(ABOUT THIS EXERCISE):
Quote the LLM engineer job posting word for word, from "Description: We are" up to and including "is for you.".

(EXTRACT PROVIDED):
Description: We are seeking a highly skilled and motivated Sr. LLM Engineer to join our team in driving the advancement of our Language Model infrastructure. As a key member of our AI/ML team, you will be responsible for the training, hosting, and optimization of Large Language Model (LLM) instances within our compute environment. The ideal candidate should possess a strong passion for pushing the boundaries of language technology, a deep understanding of LLM architectures, and the grit to tackle complex challenges head-on. This role requires a self-reliant individual with a drive to identify and fix inefficiencies, constantly striving to improve the codebase and optimize model performance. If you thrive in a fast-paced environment and have an unwavering commitment to delivering cutting-edge language solutions, this position is for you.
Responsibilities:
·Design, develop, and maintain the infrastructure for training, hosting, and serving LLM instances.
·Optimize model training pipelines to achieve high performance and resource efficiency.

(DATASET RECORDS):
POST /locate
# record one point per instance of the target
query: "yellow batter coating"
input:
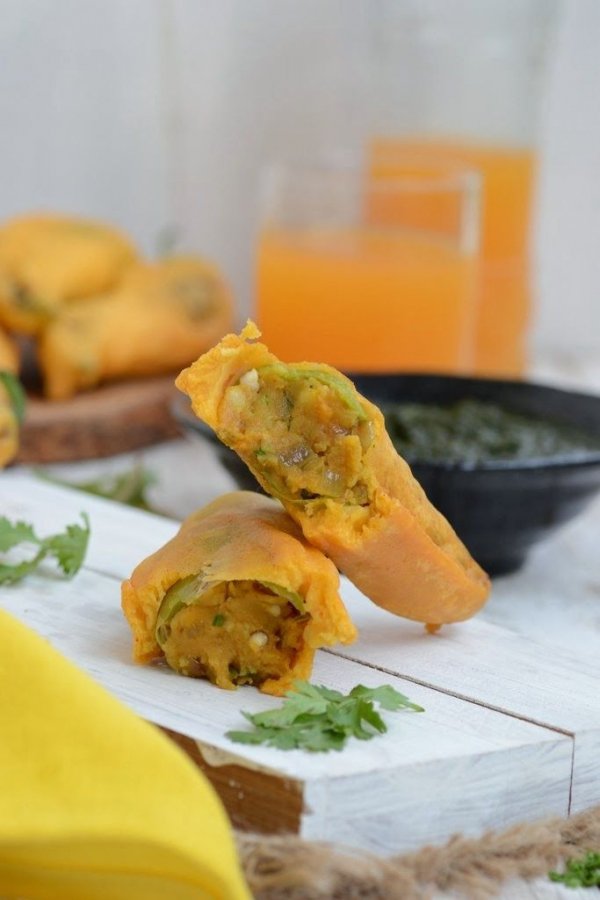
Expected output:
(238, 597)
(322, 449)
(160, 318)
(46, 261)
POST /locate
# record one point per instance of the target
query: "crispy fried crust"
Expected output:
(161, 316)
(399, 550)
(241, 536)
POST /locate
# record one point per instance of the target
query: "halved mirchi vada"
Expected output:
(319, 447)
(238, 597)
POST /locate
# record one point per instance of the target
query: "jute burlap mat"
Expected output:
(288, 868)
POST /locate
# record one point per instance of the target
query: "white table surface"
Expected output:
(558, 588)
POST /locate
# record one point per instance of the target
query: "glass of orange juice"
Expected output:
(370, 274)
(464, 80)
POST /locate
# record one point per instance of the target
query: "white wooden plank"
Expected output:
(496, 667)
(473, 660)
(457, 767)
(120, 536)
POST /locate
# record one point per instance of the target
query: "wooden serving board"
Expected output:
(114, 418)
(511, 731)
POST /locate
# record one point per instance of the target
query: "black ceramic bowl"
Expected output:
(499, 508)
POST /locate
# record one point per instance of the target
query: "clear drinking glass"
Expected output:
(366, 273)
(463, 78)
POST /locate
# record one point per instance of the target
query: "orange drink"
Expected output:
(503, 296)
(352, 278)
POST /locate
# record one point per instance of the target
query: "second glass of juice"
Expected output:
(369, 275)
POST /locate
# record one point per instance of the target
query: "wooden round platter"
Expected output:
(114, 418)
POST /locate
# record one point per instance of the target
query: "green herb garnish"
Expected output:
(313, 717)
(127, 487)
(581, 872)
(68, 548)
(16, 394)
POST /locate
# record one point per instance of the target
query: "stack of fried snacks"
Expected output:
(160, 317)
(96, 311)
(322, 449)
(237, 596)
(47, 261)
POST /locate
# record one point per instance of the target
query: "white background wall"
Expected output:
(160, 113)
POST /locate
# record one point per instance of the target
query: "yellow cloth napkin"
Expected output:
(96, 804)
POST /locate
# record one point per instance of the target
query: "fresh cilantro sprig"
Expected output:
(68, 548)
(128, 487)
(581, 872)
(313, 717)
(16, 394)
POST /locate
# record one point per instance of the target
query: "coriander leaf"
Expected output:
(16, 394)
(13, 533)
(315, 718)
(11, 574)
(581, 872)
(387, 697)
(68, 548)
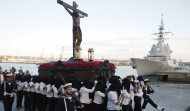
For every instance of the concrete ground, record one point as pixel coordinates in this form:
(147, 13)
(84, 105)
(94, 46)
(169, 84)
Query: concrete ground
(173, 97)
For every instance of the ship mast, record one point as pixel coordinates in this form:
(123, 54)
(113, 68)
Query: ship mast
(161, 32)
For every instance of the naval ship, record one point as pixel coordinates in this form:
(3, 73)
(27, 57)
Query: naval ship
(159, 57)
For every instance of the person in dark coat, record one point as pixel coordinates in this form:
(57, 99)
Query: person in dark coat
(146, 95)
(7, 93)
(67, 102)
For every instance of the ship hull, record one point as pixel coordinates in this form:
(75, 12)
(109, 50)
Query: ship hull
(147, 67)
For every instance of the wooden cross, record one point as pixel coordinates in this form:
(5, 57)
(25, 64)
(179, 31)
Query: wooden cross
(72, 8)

(OUTPUT BELOW):
Description: We are seeking a highly skilled and motivated Sr. LLM Engineer to join our team in driving the advancement of our Language Model infrastructure. As a key member of our AI/ML team, you will be responsible for the training, hosting, and optimization of Large Language Model (LLM) instances within our compute environment. The ideal candidate should possess a strong passion for pushing the boundaries of language technology, a deep understanding of LLM architectures, and the grit to tackle complex challenges head-on. This role requires a self-reliant individual with a drive to identify and fix inefficiencies, constantly striving to improve the codebase and optimize model performance. If you thrive in a fast-paced environment and have an unwavering commitment to delivering cutting-edge language solutions, this position is for you.